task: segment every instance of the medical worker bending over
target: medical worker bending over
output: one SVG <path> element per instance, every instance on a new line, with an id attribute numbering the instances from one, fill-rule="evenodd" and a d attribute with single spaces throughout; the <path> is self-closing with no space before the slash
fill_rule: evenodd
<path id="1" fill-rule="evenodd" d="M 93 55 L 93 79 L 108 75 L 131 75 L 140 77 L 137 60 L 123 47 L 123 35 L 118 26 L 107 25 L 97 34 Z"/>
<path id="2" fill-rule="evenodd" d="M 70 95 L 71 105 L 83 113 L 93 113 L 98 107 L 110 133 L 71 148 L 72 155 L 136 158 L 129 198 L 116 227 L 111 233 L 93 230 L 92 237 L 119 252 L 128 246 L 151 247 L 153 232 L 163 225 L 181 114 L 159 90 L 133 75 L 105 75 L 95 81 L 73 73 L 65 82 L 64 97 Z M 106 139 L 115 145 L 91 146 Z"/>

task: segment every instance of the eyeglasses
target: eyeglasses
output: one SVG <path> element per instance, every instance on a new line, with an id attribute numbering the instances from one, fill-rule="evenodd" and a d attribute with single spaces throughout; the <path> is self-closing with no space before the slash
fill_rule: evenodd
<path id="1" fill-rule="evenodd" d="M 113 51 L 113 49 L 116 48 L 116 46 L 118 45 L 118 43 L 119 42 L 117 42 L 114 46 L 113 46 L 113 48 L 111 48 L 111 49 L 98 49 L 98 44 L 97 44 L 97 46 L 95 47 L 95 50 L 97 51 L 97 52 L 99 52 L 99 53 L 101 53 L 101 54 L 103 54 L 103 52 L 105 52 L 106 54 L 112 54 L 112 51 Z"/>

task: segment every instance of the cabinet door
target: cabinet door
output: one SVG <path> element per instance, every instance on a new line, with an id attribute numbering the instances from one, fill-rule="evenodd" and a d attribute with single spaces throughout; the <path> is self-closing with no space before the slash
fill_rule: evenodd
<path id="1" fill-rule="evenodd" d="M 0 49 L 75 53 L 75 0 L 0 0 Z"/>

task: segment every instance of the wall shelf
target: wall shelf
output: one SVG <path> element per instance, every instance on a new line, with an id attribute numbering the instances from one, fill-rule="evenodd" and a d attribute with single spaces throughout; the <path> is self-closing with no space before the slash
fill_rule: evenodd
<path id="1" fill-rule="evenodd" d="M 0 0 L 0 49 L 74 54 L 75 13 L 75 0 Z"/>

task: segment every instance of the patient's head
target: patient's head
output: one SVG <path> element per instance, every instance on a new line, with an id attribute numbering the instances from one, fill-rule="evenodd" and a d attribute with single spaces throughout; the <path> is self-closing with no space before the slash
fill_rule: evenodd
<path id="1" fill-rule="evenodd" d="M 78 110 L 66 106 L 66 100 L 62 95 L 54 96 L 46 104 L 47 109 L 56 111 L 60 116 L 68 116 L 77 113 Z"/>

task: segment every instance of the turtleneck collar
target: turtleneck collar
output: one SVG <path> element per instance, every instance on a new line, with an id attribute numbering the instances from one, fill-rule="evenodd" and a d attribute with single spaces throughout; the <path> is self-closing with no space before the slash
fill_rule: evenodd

------------------------------------------------

▶ _What is required_
Reproduce the data verbatim, starting at its first line and ending after the line that contains "93 79 L 108".

▶ _Solution_
task: segment every instance of the medical worker bending over
target: medical worker bending over
output: one SVG <path> element per instance, every instance on a new line, with an id attribute numbering the instances from one, fill-rule="evenodd" and a d attribute with single spaces throughout; the <path> is self-closing with no space before the slash
fill_rule: evenodd
<path id="1" fill-rule="evenodd" d="M 93 55 L 93 79 L 108 75 L 131 75 L 140 77 L 137 60 L 123 47 L 123 35 L 118 26 L 107 25 L 97 34 Z"/>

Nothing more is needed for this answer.